Questions on the material
1. In the text on in situ stimulated fluorescence, what share of the total light energy absorbed by chlorophyll-containing cells is fluorescence intensity generally described as?
2. Restate word for word the part of the fluorescence text from "Depth profiles of" up to and including "was not investigated.".
3. Which measuring instruments does the fluorescence text name?

Text provided
In situ stimulated fluorescence is used to detect the presence of
phytoplankton in water bodies. The intensity of fluorescence is generally
described as 3% of the total absorption of light energy by chlorophyll
containing cells (phytoplankton). The photosynthetic unit (reaction
center) of chlorophyll emits excess light energy in the form of heat,
fluorescence (short time lag after absorption), and/or phosphorescence
(longer lag time after absorption). Fluorescence intensities from depth
profiles of fluorescence are commonly used to represent [chl]. Due to
differences in fluorescence quantum yield (quanta fluoresced per quanta
absorbed) and absorption quantum yield (quanta absorbed per quanta
impingent), chlorophyll concentrations derived from in situ stimulated
fluorescence may be underestimated. Photoinhibition results in reduction
of fluorescence efficiency compared to absorption efficiency. Although
photons are absorbed, excessive light inhibits transfer of electrons from
the light harvesting to the photosynthetic reaction centers. Without
electron transfer, fluorescence does not occur.
Depth profiles of fluorescence intensity measured with a WETstar in situ
fluorometer (WETlabs) were compared to in situ absorption measurements
(ac9, WETlabs). These in situ measurements were compared to discrete
measurements of chlorophyll concentrations determined by in lab stimulated
fluorometry (Turner fluorometer) and absorption by phytoplankton (SLM
Aminco DW-2c spectrophotometer).
Table 1 shows geographical location and time of sampling for East Sound on
August 5. Differences in time and location are not great. Significance of
zenith angle differences was not investigated.

Entries provided
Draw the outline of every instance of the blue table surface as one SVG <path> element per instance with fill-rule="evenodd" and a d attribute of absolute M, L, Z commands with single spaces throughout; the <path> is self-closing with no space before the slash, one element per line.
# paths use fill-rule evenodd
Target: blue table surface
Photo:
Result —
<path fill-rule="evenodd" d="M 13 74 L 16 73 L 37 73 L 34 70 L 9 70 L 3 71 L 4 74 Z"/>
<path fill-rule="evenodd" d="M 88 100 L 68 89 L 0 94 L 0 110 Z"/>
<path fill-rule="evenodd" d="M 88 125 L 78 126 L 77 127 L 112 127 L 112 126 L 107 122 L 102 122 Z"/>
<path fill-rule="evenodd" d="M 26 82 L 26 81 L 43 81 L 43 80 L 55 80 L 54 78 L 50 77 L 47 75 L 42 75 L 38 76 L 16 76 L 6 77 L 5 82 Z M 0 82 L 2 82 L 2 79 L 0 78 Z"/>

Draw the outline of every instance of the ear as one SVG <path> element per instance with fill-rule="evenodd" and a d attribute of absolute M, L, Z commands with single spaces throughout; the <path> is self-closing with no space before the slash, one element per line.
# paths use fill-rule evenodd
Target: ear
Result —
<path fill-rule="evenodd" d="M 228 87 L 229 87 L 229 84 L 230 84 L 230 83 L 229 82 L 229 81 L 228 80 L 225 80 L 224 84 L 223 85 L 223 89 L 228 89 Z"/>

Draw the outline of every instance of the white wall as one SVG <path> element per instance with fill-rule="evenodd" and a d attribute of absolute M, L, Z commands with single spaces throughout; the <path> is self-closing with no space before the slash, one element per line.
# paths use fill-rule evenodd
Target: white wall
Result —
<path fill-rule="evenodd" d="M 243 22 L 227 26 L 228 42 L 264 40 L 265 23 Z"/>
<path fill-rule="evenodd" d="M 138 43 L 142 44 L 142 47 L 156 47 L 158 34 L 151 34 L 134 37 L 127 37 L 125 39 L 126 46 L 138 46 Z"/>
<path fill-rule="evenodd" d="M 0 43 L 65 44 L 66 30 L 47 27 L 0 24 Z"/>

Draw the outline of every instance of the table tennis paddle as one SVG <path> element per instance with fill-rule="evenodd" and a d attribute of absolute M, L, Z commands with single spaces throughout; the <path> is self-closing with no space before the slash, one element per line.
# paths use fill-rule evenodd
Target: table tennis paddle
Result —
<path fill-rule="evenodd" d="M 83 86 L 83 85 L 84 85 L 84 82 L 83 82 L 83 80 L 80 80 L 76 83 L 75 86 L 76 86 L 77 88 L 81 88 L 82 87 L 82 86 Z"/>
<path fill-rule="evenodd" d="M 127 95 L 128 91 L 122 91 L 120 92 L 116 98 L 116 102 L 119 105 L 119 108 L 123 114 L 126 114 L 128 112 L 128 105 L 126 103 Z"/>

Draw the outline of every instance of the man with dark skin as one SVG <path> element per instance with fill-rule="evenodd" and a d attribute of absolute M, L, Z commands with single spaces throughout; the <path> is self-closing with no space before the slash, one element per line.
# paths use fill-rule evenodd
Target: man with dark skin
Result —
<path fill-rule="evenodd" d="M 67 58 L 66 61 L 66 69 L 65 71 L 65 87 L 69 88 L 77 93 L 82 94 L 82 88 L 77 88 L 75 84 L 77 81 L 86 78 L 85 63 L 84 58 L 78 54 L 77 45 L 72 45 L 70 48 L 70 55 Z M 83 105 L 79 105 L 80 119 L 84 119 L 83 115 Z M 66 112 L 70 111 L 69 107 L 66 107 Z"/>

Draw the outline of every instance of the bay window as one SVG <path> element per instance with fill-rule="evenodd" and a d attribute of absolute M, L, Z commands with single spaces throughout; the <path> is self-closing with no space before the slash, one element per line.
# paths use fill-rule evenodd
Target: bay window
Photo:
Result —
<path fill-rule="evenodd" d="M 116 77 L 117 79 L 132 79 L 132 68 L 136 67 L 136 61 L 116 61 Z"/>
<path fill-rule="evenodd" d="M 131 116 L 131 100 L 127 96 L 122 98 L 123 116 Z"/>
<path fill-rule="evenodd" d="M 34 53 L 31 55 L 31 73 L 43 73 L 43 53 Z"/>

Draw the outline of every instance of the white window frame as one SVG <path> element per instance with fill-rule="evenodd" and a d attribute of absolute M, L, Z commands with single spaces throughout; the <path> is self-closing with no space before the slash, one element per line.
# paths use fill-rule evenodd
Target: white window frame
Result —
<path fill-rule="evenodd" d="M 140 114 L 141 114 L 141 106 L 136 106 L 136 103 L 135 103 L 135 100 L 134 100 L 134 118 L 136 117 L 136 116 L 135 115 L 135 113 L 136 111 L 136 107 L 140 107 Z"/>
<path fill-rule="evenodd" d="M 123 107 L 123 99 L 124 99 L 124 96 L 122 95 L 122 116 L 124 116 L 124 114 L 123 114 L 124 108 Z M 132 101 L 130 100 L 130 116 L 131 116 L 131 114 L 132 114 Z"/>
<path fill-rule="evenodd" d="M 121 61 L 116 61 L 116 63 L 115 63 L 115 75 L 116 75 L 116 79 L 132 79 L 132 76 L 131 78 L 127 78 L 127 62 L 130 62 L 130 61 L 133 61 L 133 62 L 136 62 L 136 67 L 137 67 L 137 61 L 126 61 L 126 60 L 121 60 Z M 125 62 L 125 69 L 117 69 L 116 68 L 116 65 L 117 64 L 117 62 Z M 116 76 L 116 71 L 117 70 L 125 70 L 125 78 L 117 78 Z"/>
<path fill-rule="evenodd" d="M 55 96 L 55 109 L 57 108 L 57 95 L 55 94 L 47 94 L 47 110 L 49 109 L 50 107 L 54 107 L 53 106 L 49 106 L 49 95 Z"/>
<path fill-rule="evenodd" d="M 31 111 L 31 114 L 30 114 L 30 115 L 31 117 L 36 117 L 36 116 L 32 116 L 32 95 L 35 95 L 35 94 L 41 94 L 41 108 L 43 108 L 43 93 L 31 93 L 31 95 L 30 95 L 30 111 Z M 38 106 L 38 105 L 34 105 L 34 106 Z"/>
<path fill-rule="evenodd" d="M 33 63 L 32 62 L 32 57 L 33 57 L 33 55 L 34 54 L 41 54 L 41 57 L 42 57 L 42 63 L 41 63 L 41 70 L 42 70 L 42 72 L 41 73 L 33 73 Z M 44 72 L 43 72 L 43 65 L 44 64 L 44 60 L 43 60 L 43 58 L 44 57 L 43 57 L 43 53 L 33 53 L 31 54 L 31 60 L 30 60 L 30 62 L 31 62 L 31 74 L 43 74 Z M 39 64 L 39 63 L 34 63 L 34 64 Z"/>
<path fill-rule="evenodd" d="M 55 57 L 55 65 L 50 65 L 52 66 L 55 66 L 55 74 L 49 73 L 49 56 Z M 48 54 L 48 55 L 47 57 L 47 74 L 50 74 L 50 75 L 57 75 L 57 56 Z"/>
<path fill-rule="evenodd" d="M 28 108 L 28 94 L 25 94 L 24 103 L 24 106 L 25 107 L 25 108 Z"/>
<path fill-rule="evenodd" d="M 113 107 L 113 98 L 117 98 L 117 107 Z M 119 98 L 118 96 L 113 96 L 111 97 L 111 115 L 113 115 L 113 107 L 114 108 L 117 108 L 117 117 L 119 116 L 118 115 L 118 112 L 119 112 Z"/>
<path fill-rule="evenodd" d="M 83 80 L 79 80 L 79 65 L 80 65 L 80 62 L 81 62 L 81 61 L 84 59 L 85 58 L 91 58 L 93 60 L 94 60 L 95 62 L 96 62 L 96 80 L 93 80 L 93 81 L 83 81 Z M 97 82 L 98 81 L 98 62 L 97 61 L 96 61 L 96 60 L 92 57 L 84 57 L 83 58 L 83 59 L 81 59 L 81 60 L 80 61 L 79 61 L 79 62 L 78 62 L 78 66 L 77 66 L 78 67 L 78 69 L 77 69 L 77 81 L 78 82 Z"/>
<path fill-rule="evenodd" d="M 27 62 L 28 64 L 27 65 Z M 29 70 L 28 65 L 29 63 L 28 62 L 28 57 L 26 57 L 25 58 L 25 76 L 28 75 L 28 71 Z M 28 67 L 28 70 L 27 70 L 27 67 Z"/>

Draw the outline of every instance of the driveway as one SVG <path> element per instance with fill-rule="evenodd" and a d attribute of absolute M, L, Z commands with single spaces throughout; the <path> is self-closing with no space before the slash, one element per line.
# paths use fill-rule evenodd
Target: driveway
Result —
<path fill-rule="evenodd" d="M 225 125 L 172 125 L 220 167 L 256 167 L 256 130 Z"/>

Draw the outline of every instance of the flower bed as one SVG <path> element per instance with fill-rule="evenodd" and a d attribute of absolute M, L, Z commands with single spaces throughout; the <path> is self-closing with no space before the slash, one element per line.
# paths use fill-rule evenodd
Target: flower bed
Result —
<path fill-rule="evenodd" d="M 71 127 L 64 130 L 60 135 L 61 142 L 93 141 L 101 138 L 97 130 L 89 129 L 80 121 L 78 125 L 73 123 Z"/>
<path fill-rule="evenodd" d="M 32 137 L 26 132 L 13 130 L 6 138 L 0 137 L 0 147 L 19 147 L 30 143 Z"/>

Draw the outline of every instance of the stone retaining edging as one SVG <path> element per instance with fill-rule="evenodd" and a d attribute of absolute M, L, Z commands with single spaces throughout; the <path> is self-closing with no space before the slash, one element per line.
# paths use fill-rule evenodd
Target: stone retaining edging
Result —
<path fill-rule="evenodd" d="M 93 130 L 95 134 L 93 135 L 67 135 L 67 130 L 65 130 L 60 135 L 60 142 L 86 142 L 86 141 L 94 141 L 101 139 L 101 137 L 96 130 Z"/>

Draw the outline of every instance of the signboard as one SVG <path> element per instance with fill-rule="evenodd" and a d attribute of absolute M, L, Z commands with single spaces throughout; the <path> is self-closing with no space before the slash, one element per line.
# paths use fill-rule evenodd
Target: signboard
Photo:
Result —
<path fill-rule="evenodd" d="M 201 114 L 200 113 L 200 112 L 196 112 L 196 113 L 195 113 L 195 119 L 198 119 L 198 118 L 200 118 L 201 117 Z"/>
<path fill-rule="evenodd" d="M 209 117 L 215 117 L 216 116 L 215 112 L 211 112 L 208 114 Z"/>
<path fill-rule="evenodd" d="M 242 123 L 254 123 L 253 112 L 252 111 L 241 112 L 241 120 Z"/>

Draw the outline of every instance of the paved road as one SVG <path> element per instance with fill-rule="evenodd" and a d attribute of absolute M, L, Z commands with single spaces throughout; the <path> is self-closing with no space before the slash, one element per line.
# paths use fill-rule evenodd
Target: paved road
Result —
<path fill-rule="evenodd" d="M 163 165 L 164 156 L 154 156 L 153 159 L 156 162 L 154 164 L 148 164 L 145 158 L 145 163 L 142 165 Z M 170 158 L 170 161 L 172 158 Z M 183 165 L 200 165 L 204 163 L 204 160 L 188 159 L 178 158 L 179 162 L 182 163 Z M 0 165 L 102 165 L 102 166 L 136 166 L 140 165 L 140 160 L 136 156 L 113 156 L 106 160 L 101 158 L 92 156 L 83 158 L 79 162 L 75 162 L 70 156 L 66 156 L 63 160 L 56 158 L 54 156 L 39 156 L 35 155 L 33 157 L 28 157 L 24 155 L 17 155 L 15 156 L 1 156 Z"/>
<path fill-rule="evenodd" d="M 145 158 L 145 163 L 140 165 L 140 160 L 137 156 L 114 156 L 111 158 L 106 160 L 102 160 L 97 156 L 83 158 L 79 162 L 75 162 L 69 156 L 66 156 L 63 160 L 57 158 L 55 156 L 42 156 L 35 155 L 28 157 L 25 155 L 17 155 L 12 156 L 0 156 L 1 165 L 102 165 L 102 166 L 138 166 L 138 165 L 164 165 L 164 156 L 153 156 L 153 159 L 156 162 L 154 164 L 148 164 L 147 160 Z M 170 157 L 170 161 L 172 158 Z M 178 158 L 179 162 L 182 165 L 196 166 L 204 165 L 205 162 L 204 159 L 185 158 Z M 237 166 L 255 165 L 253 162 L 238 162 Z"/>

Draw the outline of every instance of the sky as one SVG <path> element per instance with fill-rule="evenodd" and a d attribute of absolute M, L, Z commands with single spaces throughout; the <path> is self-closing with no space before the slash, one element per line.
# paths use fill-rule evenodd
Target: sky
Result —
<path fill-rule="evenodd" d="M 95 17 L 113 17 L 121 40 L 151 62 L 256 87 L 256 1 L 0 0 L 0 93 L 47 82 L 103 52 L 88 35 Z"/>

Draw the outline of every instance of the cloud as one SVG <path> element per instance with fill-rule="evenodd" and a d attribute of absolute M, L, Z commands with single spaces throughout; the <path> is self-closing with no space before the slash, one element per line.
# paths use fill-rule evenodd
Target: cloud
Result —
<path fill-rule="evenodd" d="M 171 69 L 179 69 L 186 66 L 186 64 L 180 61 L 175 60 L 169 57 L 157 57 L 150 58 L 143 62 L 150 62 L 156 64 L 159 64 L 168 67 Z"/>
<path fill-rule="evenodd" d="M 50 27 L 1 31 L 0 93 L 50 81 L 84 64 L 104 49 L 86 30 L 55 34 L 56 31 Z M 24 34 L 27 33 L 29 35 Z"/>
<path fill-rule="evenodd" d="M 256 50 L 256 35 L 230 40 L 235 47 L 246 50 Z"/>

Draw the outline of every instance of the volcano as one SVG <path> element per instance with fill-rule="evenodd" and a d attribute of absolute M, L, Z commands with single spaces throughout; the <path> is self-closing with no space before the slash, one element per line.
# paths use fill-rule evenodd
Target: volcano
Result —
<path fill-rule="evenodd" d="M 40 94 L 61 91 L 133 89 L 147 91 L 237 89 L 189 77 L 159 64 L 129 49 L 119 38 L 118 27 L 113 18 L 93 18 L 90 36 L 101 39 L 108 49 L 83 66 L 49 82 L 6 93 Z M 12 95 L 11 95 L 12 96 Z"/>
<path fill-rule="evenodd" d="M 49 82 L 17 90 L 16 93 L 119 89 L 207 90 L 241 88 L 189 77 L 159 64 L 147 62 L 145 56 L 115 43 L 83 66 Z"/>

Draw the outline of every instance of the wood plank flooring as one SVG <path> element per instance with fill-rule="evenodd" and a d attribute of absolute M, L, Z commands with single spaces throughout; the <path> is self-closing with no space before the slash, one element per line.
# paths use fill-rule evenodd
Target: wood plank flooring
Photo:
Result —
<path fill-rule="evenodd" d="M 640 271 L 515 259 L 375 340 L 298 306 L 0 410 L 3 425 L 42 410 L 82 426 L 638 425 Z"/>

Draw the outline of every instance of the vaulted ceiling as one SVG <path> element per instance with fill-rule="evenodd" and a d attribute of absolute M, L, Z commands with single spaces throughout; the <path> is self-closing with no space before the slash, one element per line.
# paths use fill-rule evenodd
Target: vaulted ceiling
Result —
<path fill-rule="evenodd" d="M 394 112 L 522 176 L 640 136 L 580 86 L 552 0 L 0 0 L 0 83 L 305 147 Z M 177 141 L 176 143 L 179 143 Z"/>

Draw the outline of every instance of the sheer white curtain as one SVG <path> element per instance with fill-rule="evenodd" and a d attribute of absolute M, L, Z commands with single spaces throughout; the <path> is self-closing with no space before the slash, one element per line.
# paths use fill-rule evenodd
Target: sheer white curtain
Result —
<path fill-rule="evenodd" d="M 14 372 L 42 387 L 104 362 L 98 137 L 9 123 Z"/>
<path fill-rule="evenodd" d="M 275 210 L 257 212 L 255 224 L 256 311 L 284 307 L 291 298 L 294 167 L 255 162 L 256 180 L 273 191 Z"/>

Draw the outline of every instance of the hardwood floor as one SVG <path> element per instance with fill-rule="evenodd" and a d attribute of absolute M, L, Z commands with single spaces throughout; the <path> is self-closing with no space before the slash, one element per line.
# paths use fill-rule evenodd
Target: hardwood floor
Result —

Responses to the exercise
1. 3%

2.
Depth profiles of fluorescence intensity measured with a WETstar in situ
fluorometer (WETlabs) were compared to in situ absorption measurements
(ac9, WETlabs). These in situ measurements were compared to discrete
measurements of chlorophyll concentrations determined by in lab stimulated
fluorometry (Turner fluorometer) and absorption by phytoplankton (SLM
Aminco DW-2c spectrophotometer).
Table 1 shows geographical location and time of sampling for East Sound on
August 5. Differences in time and location are not great. Significance of
zenith angle differences was not investigated.

3.
- WETstar in situ fluorometer (WETlabs)
- ac9 (WETlabs)
- Turner fluorometer
- SLM Aminco DW-2c spectrophotometer